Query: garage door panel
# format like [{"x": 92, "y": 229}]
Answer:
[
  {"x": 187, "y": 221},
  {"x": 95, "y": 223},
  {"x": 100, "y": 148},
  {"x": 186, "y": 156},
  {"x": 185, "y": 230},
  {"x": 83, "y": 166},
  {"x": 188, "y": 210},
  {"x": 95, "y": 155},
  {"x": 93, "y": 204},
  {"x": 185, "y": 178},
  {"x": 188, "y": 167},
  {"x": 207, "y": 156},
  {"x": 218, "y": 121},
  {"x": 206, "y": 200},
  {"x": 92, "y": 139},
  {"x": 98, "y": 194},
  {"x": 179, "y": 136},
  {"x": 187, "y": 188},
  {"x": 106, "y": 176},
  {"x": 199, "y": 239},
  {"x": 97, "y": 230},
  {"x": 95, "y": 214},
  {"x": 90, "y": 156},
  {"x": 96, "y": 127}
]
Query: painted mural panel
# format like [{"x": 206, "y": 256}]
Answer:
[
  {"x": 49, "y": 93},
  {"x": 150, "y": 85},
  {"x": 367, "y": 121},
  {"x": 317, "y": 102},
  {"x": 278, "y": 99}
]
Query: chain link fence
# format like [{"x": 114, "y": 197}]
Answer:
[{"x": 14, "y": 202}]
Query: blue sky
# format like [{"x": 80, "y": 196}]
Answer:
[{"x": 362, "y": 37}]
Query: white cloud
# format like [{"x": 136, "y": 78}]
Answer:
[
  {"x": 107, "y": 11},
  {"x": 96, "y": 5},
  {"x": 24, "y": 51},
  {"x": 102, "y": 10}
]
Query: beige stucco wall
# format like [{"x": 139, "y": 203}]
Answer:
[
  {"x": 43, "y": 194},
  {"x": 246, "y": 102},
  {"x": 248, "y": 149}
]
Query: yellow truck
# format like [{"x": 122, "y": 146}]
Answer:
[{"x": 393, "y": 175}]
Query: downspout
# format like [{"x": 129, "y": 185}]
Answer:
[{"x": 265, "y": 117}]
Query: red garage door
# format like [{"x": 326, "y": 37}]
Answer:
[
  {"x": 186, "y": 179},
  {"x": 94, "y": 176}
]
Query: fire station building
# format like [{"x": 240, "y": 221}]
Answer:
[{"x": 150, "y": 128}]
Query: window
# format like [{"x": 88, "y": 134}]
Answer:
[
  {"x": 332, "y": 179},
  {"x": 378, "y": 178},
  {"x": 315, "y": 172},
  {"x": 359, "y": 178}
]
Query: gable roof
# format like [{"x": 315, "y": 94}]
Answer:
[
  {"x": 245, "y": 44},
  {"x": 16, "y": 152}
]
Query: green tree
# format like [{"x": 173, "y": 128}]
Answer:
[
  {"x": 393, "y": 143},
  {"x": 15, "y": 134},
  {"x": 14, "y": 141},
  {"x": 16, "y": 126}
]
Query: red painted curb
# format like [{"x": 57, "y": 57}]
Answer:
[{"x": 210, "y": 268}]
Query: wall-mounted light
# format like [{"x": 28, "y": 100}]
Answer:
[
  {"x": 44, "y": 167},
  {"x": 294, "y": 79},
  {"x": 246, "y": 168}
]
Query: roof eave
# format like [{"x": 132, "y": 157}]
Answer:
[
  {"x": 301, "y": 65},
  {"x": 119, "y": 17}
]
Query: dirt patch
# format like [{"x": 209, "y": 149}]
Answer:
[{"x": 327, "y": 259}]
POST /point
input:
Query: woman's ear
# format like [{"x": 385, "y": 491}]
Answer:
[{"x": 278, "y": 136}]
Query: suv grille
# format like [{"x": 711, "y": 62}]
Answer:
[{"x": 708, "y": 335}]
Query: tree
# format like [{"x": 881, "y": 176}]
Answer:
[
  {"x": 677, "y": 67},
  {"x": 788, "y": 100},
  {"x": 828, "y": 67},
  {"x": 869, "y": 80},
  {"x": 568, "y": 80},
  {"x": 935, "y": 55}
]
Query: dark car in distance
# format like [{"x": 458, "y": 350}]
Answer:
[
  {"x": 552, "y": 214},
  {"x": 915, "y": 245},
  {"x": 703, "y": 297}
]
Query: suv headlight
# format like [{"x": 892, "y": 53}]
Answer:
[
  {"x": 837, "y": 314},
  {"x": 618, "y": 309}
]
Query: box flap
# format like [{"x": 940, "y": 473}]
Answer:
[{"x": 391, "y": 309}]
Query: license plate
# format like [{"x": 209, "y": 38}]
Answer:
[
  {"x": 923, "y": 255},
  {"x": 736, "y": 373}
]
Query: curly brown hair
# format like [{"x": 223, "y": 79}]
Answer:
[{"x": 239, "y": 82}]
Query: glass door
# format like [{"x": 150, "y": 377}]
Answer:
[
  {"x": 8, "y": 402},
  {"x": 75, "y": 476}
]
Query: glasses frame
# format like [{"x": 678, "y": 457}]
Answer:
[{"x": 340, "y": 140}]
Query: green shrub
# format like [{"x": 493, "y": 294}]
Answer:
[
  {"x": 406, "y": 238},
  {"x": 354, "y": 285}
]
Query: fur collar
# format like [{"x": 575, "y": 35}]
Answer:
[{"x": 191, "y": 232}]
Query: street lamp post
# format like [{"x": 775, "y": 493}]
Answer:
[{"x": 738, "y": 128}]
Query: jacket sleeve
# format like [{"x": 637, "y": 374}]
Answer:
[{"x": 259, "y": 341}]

■ ■ ■ ■ ■

> _What is needed_:
Return the entries in full, keeping every line exactly as it is.

> _Completed exercise_:
Query: garage door panel
# format like [{"x": 92, "y": 229}]
Answer:
[
  {"x": 187, "y": 221},
  {"x": 95, "y": 223},
  {"x": 100, "y": 148},
  {"x": 186, "y": 156},
  {"x": 185, "y": 230},
  {"x": 83, "y": 166},
  {"x": 188, "y": 210},
  {"x": 95, "y": 155},
  {"x": 93, "y": 204},
  {"x": 185, "y": 178},
  {"x": 188, "y": 167},
  {"x": 207, "y": 156},
  {"x": 218, "y": 121},
  {"x": 206, "y": 200},
  {"x": 92, "y": 139},
  {"x": 98, "y": 194},
  {"x": 179, "y": 136},
  {"x": 187, "y": 188},
  {"x": 106, "y": 176},
  {"x": 199, "y": 239},
  {"x": 97, "y": 230},
  {"x": 95, "y": 214},
  {"x": 90, "y": 156},
  {"x": 96, "y": 127}
]
Query: painted mural panel
# format like [{"x": 206, "y": 256}]
Answer:
[
  {"x": 49, "y": 93},
  {"x": 150, "y": 85},
  {"x": 367, "y": 121},
  {"x": 317, "y": 102},
  {"x": 278, "y": 99}
]
Query: chain link fence
# format like [{"x": 114, "y": 197}]
Answer:
[{"x": 14, "y": 202}]
Query: blue sky
# format like [{"x": 80, "y": 196}]
Answer:
[{"x": 362, "y": 37}]
Query: white cloud
# format like [{"x": 136, "y": 78}]
Answer:
[
  {"x": 107, "y": 11},
  {"x": 96, "y": 5},
  {"x": 24, "y": 51},
  {"x": 102, "y": 10}
]
Query: beige stucco wall
# format like [{"x": 139, "y": 203}]
Answer:
[
  {"x": 43, "y": 194},
  {"x": 246, "y": 102},
  {"x": 248, "y": 149}
]
Query: yellow truck
# format like [{"x": 122, "y": 146}]
Answer:
[{"x": 393, "y": 175}]
Query: downspout
# format like [{"x": 129, "y": 185}]
Answer:
[{"x": 265, "y": 117}]
Query: red garage door
# format like [{"x": 326, "y": 37}]
Answer:
[
  {"x": 186, "y": 179},
  {"x": 94, "y": 176}
]
Query: fire station building
# format like [{"x": 240, "y": 221}]
Answer:
[{"x": 150, "y": 128}]
Query: window
# format like [{"x": 88, "y": 134}]
Answer:
[
  {"x": 332, "y": 179},
  {"x": 378, "y": 178},
  {"x": 315, "y": 172},
  {"x": 359, "y": 178}
]
Query: gable roof
# format like [{"x": 315, "y": 94}]
Answer:
[
  {"x": 245, "y": 44},
  {"x": 16, "y": 152}
]
Query: green tree
# format like [{"x": 173, "y": 128}]
Answer:
[
  {"x": 393, "y": 143},
  {"x": 15, "y": 134},
  {"x": 14, "y": 141},
  {"x": 16, "y": 126}
]
Query: red painted curb
# format like [{"x": 57, "y": 57}]
Answer:
[{"x": 210, "y": 268}]
Query: wall-mounted light
# format like [{"x": 28, "y": 100}]
Answer:
[
  {"x": 44, "y": 167},
  {"x": 294, "y": 79},
  {"x": 246, "y": 168}
]
Query: roof eave
# format like [{"x": 132, "y": 157}]
Answer:
[
  {"x": 301, "y": 65},
  {"x": 119, "y": 17}
]
Query: dirt patch
# format like [{"x": 209, "y": 149}]
Answer:
[{"x": 327, "y": 259}]
POST /point
input:
Query: woman's ear
# format like [{"x": 385, "y": 491}]
Answer:
[{"x": 278, "y": 136}]
Query: suv grille
# format like [{"x": 711, "y": 62}]
Answer:
[{"x": 708, "y": 335}]
Query: tree
# format like [{"x": 881, "y": 176}]
Answer:
[
  {"x": 677, "y": 67},
  {"x": 788, "y": 100},
  {"x": 828, "y": 67},
  {"x": 869, "y": 80},
  {"x": 568, "y": 80},
  {"x": 935, "y": 55}
]
Query: dark car in distance
# format like [{"x": 458, "y": 350}]
Answer:
[
  {"x": 552, "y": 214},
  {"x": 915, "y": 245},
  {"x": 703, "y": 297}
]
Query: suv headlight
# format like [{"x": 892, "y": 53}]
Answer:
[
  {"x": 837, "y": 314},
  {"x": 618, "y": 309}
]
Query: box flap
# format like [{"x": 940, "y": 473}]
Answer:
[{"x": 391, "y": 309}]
Query: license plate
# format like [{"x": 209, "y": 38}]
Answer:
[
  {"x": 923, "y": 255},
  {"x": 736, "y": 373}
]
Query: curly brown hair
# format like [{"x": 223, "y": 79}]
Answer:
[{"x": 239, "y": 82}]
Query: glass door
# format like [{"x": 150, "y": 377}]
Answer:
[
  {"x": 8, "y": 402},
  {"x": 75, "y": 476}
]
Query: glasses frame
# format like [{"x": 678, "y": 457}]
Answer:
[{"x": 340, "y": 140}]
Query: green shrub
# format like [{"x": 493, "y": 294}]
Answer:
[
  {"x": 406, "y": 238},
  {"x": 354, "y": 285}
]
Query: fur collar
# format like [{"x": 575, "y": 35}]
Answer:
[{"x": 191, "y": 232}]
Query: street lamp post
# format like [{"x": 775, "y": 493}]
Answer:
[{"x": 738, "y": 128}]
Query: jacket sleeve
# format like [{"x": 637, "y": 374}]
Answer:
[{"x": 259, "y": 341}]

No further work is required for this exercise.